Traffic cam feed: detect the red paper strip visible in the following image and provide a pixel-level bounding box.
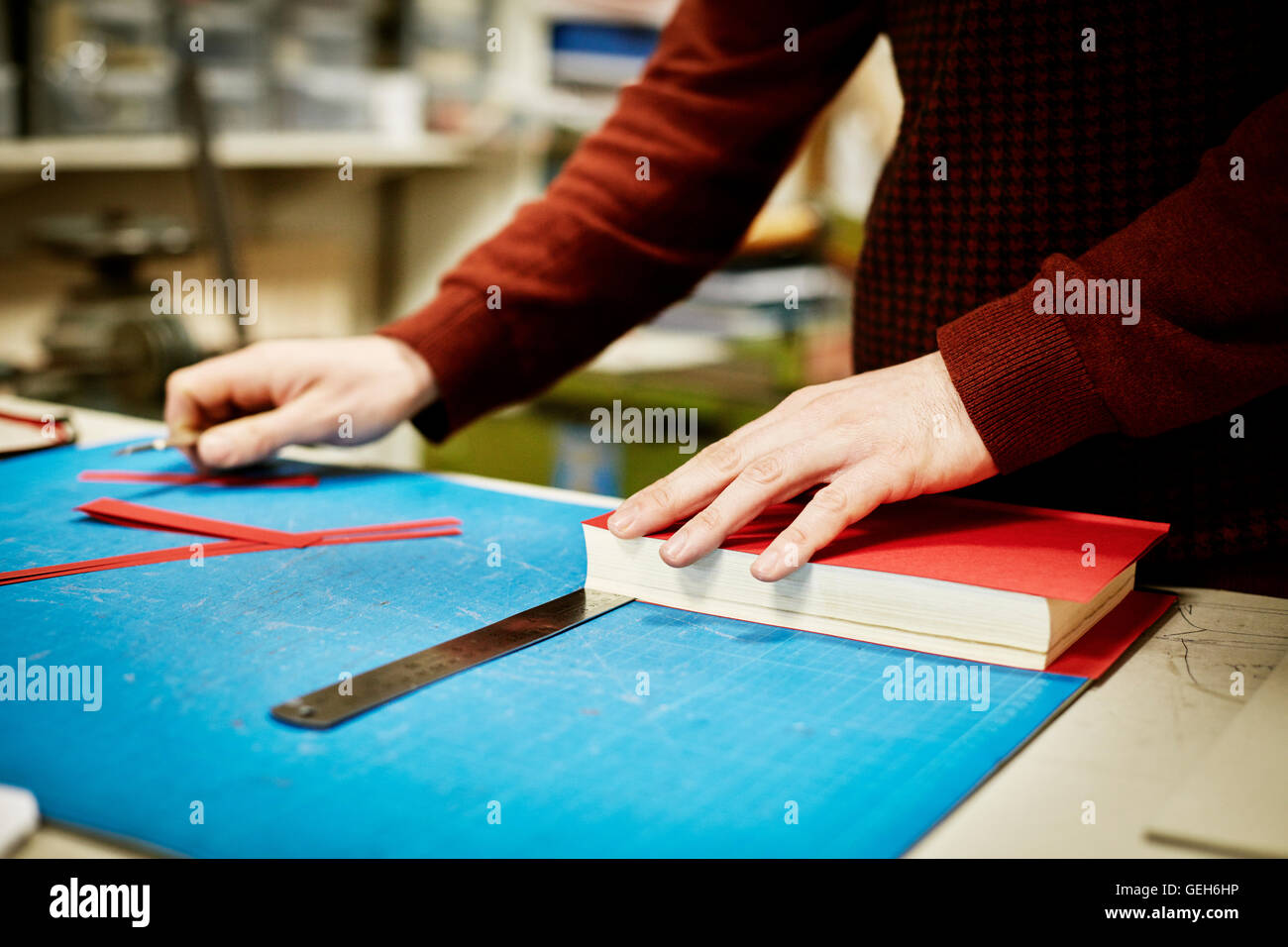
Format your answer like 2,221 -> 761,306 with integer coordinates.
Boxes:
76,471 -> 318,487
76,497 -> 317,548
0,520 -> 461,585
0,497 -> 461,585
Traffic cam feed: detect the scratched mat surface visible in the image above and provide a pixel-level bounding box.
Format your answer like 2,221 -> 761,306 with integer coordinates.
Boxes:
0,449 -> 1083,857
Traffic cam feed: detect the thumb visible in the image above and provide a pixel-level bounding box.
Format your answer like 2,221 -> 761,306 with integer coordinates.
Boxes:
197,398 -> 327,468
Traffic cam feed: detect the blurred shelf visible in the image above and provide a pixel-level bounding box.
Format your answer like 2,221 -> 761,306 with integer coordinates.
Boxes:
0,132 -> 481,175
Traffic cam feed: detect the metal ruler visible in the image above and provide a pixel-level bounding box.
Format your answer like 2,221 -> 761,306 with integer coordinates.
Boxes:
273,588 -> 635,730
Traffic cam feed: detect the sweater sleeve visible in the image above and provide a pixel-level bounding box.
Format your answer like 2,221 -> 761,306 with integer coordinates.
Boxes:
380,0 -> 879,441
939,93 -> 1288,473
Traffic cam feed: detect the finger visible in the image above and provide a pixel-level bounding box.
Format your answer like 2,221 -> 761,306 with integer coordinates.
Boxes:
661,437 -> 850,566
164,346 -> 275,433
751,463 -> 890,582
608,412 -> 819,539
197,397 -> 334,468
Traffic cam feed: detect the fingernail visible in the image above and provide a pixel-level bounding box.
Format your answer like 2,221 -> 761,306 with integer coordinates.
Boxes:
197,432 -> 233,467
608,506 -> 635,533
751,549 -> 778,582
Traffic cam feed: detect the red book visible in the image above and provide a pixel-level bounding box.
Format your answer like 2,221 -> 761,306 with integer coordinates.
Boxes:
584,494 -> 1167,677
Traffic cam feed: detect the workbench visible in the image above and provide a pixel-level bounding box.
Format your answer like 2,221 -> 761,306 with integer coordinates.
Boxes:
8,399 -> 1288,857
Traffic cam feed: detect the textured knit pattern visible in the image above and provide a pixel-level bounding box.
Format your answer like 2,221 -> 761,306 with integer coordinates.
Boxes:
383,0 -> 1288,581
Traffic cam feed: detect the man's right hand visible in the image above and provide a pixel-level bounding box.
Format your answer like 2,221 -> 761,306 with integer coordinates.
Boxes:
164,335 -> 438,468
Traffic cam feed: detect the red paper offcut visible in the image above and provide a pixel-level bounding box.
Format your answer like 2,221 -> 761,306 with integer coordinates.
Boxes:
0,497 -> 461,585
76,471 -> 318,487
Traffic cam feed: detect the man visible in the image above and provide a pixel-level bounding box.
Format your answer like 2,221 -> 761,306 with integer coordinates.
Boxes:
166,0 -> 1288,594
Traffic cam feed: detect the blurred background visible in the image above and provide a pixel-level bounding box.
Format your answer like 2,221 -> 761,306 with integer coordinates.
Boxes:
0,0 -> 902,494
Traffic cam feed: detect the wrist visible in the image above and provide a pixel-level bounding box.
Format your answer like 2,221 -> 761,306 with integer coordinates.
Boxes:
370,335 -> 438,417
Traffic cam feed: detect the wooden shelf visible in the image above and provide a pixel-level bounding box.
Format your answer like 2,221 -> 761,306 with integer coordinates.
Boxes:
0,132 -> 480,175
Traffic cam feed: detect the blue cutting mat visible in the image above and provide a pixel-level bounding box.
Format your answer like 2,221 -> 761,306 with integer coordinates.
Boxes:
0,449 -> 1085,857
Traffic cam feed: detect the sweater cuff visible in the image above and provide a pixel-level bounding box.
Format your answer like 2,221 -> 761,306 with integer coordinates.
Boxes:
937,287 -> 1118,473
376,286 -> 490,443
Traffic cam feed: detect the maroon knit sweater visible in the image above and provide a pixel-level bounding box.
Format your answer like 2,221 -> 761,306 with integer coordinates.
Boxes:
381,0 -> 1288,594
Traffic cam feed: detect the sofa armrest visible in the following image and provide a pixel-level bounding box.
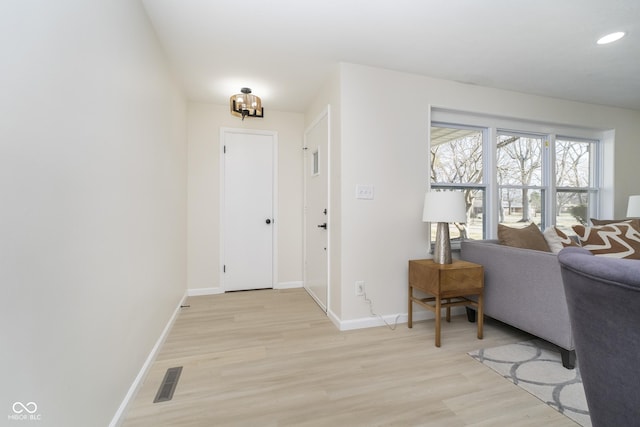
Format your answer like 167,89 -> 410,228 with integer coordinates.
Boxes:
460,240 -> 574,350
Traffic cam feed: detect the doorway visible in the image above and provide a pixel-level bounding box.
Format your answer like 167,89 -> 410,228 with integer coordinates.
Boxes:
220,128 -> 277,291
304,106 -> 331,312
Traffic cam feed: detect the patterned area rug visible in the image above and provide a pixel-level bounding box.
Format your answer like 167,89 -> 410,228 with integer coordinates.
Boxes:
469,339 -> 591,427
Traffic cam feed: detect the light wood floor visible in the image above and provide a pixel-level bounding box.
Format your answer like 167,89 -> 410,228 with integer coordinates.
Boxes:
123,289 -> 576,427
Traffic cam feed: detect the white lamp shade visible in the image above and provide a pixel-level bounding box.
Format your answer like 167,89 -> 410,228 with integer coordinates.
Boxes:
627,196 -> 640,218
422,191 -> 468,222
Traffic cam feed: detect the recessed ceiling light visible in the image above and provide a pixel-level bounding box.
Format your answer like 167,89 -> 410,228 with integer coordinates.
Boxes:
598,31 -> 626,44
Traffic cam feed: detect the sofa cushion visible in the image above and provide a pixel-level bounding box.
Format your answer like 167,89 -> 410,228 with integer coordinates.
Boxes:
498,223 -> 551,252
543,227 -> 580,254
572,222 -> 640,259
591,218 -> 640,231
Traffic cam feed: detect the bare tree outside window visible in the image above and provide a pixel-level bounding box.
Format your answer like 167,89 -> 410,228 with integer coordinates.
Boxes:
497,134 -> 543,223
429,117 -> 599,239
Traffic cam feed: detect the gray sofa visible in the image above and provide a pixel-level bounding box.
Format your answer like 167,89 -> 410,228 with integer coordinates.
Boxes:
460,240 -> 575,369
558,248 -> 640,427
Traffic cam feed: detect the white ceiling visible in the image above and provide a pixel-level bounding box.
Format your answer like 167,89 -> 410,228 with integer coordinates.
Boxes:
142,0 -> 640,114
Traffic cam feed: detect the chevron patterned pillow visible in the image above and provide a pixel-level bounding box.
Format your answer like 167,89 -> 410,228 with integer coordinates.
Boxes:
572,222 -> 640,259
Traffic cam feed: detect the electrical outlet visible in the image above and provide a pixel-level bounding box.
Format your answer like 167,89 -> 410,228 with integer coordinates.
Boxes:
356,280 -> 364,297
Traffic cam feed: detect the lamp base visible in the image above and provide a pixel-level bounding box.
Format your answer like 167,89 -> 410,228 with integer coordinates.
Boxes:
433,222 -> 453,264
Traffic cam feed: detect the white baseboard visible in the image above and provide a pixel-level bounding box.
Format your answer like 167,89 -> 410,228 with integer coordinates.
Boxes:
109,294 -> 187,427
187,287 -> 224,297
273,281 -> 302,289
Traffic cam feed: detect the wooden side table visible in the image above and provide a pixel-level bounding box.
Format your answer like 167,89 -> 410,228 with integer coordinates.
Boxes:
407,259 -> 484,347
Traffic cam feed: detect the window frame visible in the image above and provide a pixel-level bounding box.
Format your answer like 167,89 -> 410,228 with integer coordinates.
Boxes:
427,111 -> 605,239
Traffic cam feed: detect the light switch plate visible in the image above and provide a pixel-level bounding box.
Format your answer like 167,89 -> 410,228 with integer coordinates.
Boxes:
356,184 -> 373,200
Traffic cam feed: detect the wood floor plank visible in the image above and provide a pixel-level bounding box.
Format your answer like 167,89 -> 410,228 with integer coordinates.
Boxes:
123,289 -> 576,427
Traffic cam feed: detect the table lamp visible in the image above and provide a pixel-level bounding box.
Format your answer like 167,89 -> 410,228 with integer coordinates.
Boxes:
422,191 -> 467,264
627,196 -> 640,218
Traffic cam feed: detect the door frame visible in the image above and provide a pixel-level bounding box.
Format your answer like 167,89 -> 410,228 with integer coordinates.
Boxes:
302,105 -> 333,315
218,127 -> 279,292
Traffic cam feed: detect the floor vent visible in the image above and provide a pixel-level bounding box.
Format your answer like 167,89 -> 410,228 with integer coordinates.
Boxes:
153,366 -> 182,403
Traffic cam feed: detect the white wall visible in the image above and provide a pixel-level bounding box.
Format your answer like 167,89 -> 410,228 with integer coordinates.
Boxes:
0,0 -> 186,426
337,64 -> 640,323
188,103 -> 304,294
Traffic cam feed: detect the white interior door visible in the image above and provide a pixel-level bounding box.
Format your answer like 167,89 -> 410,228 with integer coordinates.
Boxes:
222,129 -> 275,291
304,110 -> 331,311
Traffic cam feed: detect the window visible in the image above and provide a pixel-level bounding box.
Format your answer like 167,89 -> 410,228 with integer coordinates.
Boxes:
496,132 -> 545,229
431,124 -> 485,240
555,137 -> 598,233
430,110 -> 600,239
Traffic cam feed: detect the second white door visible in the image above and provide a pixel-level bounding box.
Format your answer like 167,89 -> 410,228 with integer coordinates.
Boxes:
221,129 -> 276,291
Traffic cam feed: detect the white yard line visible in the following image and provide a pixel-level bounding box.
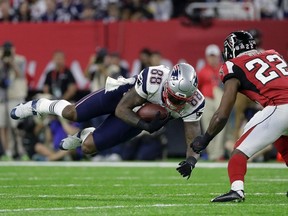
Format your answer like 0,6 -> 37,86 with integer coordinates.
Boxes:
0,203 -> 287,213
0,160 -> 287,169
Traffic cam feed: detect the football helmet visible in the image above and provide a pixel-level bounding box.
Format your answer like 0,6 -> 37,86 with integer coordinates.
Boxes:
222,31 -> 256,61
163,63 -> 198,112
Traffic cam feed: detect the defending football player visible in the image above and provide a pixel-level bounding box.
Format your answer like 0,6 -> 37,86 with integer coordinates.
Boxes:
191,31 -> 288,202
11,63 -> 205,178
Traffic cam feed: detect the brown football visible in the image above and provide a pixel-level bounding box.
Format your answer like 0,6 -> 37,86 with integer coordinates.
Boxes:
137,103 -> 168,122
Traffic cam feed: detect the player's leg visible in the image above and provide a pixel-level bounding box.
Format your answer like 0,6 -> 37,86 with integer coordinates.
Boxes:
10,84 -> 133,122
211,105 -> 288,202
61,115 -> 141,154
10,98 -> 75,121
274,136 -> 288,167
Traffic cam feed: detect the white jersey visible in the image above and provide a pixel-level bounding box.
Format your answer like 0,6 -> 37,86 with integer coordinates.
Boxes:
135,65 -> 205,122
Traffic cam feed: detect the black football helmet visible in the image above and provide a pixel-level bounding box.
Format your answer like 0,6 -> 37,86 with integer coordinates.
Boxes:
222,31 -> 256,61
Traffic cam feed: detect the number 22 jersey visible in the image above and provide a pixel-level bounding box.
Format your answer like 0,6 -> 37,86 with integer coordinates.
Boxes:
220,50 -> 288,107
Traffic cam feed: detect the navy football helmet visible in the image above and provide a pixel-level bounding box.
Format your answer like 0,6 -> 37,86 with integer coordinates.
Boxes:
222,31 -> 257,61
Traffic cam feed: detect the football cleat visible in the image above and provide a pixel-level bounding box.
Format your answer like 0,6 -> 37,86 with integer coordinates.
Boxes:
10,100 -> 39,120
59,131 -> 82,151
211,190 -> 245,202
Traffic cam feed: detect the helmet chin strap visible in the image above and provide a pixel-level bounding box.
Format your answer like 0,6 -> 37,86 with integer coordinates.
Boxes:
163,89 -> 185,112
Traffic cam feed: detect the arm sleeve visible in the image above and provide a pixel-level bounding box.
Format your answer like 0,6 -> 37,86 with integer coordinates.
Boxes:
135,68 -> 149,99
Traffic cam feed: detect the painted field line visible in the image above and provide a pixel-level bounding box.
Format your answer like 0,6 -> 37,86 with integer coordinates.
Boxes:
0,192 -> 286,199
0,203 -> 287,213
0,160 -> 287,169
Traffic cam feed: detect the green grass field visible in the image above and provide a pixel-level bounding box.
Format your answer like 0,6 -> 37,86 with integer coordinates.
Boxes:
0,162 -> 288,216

◆ **TASK BRIEF**
Extract each line of the records above that contains the word "helmet", copying every such line unchanged.

◆ **EXERCISE RESPONSE**
Traffic cam feed: detect the football helmet visible in the image above and provide a pixel-level bounding box.
Traffic cam feed: detect the black football helmet visible in the image above and provide a pixel-level bounding box.
Traffic cam feed: detect the navy football helmet visible in the image above and provide a pixel-level bounding box.
Traffic cam feed: detect the helmet chin strap visible in the image above and provide a pixel-level bounding box.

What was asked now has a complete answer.